# Your objective
How many lines in the listing below contain the string "black"? Matching is case-sensitive, and the reply should be only the number.

━━ Dataset entries ━━

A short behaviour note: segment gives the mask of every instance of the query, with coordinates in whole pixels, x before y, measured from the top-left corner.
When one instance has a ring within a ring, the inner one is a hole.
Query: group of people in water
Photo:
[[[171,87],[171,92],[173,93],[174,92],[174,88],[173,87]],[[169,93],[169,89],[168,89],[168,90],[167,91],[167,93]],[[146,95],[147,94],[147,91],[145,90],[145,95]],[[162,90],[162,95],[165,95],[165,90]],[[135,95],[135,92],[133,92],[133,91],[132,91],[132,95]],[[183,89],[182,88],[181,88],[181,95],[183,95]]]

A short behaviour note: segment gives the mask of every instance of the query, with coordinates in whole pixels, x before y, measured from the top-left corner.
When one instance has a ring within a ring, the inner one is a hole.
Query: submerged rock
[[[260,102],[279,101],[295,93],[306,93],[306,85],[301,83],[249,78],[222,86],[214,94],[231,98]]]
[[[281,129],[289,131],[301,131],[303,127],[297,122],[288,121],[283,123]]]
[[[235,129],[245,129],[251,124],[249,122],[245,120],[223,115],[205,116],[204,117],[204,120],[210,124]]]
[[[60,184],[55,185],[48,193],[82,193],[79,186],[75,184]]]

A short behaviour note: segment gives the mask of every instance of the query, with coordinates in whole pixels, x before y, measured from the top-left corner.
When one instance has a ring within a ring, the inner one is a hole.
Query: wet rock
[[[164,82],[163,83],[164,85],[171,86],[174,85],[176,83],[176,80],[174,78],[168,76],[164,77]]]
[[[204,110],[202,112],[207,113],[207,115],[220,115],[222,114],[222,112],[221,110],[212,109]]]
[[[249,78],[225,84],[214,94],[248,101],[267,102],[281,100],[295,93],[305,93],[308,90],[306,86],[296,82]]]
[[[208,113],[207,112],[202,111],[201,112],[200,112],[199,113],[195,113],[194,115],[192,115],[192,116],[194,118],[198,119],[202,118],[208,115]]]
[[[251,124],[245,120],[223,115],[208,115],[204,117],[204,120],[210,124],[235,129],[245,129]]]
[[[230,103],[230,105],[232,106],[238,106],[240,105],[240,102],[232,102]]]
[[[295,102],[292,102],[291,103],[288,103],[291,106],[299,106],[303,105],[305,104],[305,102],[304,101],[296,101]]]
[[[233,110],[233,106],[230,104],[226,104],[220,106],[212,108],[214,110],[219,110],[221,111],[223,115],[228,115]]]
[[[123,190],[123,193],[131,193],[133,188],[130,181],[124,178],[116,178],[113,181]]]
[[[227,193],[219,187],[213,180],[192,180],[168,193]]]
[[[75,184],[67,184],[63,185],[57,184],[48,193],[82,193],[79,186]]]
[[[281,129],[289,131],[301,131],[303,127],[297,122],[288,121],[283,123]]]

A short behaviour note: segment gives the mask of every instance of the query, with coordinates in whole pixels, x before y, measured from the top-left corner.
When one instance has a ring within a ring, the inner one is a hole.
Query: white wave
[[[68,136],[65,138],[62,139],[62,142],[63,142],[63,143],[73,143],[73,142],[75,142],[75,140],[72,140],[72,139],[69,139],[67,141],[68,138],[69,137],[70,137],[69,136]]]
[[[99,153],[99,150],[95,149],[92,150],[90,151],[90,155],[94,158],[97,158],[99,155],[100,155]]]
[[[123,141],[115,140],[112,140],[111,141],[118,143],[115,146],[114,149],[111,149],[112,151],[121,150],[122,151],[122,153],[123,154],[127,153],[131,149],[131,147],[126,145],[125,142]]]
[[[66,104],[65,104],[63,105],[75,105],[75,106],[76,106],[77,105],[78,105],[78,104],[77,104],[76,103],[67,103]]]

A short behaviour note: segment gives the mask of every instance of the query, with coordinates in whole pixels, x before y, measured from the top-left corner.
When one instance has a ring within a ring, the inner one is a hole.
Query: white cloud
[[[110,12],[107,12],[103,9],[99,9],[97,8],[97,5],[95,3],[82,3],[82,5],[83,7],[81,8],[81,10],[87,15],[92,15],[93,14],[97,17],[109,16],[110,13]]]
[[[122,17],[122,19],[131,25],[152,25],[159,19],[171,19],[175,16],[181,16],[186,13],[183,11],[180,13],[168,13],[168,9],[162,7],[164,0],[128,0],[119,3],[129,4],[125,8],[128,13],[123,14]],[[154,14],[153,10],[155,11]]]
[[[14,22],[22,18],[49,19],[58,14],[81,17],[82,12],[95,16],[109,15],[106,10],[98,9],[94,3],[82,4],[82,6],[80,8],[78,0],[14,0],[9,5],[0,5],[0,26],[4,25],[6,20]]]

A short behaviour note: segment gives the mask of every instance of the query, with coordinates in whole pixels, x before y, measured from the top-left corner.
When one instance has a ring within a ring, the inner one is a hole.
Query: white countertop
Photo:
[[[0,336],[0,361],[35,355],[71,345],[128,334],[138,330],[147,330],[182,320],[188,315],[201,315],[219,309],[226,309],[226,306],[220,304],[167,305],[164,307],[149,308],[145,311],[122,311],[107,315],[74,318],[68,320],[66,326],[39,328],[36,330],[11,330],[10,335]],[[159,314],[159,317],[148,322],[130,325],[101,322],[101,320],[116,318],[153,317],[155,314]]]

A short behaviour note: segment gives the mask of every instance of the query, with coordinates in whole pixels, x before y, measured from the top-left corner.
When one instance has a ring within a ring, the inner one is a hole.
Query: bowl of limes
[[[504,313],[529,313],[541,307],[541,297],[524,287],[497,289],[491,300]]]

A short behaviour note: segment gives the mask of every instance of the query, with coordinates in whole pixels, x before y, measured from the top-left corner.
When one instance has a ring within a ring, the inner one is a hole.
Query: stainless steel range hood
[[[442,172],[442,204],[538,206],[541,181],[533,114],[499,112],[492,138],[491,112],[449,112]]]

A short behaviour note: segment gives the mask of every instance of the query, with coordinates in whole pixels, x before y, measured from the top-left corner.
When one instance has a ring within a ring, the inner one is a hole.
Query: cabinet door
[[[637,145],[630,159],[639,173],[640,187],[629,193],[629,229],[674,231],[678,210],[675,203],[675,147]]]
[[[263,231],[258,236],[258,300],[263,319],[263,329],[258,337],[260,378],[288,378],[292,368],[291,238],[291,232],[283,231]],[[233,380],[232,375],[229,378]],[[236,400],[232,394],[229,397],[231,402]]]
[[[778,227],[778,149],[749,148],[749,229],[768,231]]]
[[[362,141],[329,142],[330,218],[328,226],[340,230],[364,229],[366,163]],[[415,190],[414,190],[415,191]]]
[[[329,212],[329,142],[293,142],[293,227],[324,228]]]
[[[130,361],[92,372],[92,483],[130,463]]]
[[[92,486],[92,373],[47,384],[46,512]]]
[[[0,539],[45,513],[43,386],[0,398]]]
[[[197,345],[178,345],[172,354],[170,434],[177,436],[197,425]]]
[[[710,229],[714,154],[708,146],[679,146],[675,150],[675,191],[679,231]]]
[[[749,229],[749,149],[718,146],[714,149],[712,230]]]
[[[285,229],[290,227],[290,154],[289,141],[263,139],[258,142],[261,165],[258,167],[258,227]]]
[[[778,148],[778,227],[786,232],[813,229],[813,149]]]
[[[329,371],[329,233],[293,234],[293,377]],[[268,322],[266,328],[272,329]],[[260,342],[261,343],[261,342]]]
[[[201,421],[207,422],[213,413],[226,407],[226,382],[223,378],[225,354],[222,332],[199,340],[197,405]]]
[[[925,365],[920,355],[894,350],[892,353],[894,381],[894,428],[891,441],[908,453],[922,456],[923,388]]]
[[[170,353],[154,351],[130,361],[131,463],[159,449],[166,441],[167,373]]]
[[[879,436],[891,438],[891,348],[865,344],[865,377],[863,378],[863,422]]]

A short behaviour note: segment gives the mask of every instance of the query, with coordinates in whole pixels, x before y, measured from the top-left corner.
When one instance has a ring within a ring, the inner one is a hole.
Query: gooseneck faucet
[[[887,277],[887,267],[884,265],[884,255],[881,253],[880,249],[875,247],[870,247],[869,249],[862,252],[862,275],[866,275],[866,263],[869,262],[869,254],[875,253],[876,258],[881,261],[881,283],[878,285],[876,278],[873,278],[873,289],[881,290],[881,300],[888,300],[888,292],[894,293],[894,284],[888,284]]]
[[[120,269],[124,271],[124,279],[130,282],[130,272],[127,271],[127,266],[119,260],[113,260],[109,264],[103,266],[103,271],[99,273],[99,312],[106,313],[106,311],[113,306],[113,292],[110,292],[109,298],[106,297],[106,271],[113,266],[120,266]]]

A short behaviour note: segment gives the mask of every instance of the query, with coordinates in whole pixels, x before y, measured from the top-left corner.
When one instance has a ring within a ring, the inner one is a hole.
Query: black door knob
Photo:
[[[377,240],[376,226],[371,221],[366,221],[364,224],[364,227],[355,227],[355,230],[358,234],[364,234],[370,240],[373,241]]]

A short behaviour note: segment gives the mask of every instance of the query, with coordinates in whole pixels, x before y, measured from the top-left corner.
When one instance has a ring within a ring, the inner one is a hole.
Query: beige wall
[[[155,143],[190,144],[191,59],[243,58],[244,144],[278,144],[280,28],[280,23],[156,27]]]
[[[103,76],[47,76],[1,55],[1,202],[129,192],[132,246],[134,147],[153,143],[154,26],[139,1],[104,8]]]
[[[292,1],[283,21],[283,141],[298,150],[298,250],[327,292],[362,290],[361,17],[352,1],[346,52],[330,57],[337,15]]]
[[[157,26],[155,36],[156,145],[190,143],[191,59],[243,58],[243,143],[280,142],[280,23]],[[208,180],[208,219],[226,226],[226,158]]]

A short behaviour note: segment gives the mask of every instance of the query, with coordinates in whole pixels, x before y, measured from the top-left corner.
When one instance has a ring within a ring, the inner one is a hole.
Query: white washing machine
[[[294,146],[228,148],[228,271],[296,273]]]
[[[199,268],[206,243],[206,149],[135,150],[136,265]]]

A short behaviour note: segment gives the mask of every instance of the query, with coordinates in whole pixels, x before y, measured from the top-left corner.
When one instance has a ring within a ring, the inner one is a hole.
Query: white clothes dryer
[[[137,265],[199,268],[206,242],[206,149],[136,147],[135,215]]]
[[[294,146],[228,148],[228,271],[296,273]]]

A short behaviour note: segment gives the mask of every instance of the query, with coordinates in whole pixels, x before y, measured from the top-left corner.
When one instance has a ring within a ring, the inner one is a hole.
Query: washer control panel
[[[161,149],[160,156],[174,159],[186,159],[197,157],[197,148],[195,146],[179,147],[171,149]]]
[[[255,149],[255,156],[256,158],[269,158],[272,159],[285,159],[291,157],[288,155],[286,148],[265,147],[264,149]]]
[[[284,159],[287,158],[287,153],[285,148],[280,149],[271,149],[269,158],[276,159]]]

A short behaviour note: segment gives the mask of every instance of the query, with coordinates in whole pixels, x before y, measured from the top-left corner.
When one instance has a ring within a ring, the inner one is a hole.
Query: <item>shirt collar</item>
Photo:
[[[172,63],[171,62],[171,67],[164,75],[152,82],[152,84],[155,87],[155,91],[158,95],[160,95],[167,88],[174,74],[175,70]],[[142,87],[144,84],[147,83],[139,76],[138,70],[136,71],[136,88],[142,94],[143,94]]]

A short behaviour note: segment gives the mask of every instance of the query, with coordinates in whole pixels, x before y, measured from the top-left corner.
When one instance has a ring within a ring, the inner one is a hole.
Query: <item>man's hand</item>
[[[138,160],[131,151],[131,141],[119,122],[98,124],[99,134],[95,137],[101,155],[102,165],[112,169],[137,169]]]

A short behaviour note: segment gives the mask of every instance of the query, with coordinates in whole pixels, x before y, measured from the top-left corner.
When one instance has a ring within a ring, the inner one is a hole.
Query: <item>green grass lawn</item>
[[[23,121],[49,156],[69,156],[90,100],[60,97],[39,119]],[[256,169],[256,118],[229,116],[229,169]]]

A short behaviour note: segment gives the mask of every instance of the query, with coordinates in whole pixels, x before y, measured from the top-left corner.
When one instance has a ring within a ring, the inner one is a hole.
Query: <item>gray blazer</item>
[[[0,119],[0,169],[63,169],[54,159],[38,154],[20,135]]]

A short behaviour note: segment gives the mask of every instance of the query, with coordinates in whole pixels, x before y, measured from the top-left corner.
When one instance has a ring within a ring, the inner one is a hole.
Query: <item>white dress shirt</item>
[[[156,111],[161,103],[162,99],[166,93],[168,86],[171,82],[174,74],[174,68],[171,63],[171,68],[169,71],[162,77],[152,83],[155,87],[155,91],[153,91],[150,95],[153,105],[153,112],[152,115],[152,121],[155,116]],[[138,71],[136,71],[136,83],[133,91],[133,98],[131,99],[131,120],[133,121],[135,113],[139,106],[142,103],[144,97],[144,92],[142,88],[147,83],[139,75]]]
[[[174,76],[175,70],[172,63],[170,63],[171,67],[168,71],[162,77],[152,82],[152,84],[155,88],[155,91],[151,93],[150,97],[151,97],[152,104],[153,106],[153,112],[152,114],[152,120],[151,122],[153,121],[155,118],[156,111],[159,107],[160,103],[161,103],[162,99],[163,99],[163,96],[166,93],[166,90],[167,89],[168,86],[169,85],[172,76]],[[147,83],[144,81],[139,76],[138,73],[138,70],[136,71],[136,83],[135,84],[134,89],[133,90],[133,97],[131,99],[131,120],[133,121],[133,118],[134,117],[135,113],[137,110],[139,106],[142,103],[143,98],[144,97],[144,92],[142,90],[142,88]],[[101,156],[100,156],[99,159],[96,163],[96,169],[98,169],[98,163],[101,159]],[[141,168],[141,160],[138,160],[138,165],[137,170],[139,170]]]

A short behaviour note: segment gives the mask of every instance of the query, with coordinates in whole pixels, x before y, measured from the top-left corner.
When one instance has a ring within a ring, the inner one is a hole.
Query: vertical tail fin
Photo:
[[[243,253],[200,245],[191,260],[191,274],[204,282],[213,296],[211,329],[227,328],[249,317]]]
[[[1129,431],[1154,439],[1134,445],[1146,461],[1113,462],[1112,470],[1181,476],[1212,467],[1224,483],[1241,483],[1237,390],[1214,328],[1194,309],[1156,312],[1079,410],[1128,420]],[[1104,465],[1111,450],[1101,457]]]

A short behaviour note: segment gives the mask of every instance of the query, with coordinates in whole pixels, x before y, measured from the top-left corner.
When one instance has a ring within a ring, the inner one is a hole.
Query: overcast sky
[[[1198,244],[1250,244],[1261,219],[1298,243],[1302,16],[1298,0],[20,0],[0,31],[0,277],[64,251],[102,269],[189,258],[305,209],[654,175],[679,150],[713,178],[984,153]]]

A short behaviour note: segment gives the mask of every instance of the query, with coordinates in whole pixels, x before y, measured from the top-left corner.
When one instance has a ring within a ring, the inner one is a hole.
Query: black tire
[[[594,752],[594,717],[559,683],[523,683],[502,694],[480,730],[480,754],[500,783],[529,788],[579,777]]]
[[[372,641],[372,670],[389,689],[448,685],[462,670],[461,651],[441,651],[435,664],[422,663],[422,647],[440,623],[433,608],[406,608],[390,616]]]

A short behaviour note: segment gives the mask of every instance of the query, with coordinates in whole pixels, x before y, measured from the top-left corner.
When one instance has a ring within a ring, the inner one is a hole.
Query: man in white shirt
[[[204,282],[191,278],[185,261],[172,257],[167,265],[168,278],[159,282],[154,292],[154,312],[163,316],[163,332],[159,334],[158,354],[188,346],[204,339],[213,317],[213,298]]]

━━━

# Solution to this problem
2